-- start READING TEXT --

Collared shirt: $15, H&M
Sweater: $25, J.Crew
Jeans: $25, T.J.Maxx
Boots: $25, T.J. Maxx
Clothes spending per semester: $80–120
Julia's inspiration and affordable style tips
Italian fashion “I’m inspired by the amount of layering I saw when I studied abroad in Italy in 2010. I think that layering clothes creates a very put-together appearance. It’s easy for me to become tired of wearing the same things day after day, but when I layer clothes, I can create new looks with the same items.”
Simplicity “I like to look at what people are wearing in England and even Japan. I think that both cultures have facets of style that can be more simplistic, which is what I strive for. It’s good to look nice for class, but unless I’m going out to a party or club, there’s no need to be flashy.”
Versatility “I like knowing my outfit is ready for anything. This is important because the lecture halls where I have class are either really hot or really cold. There is no middle ground.”
A mental advantage “I dress up for my really difficult classes or for tests. If I dress up, I feel like I’m bringing my A-game.”
Affordable style strategies
“At my school in Maine, clothes need to be functional, but I think you can strike a balance. Many of my classmates go directly from class to work, and I think there are ways they can dress up. For example, you can wear a tunic sweater with leggings to class and switch to dress pants for work.”

-- end READING TEXT --

TASKS:
1 > List every clothing item in the style profile that has a price, and give each one's price and store.
2 > Write the next part of the style profile on affordable fashion, picking up after its final sentence.

-- start DATA SECTION --

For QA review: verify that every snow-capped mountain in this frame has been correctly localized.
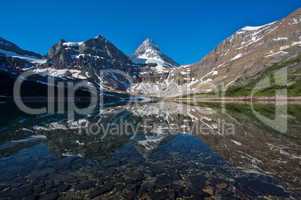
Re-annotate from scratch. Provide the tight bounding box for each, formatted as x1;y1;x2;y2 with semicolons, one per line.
35;35;139;90
0;37;45;64
132;38;179;71
130;9;301;97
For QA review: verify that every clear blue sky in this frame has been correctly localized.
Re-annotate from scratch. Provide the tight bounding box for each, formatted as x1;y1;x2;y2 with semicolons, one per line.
0;0;301;64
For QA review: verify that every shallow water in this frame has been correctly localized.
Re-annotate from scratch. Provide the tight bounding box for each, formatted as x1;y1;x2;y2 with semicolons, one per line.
0;103;301;199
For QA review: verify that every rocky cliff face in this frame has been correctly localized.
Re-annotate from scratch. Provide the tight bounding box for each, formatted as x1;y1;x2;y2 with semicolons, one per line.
132;9;301;96
132;38;179;73
0;37;45;70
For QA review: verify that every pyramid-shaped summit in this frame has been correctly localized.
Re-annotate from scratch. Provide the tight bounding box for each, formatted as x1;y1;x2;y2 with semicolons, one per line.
134;38;179;68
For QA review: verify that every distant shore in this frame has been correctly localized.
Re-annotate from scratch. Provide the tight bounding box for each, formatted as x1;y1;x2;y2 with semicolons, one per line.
174;96;301;103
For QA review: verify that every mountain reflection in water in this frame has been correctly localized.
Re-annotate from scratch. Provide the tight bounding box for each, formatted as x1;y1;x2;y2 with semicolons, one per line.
0;102;301;199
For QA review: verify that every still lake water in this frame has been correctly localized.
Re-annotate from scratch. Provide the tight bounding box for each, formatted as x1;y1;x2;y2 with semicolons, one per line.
0;103;301;199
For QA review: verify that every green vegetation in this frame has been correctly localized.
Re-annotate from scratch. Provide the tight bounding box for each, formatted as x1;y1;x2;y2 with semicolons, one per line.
226;55;301;97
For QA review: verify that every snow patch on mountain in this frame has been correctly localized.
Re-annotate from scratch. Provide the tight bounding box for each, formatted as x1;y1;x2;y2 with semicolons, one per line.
132;39;179;72
0;49;47;64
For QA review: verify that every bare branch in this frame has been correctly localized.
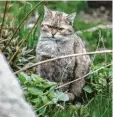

-- end DATA SECTION --

RESULTS FOR THE EXERCISE:
1 >
Collared shirt: $15, H&M
Sweater: $25, J.Crew
Jeans: $25, T.J.Maxx
Boots: $25, T.J. Maxx

2 >
- Use your student ID for a discount: You can get an extra 15 percent off at certain stores, even on the items that are already discounted. It’s easy to turn a good sale into an even better one just for being a student.
- Purchase high-quality items: Although it might seem contrary to a student budget, investing in higher quality clothes will save you cash in the end. Your clothes are less likely to fall apart after a few washes.
- Look to eBay for hot-ticket items: For example, purses or high-quality shoes often cost more in stores. If an item is new, but missing a tag, it’s discounted even more than it would be on the sales rack.
- Head to the sales rack: “I have no shame strolling right past the regular priced stuff and straight to the sale section.”
- Don’t limit yourself or feel pressured to wear a certain brand: You will save money by dressing for you, not everyone else.
- Buy basics at a lower price: For example, pay less for tank tops and socks. Nobody wants to pay a ton for socks that will probably just be eaten by the washing machine a month later.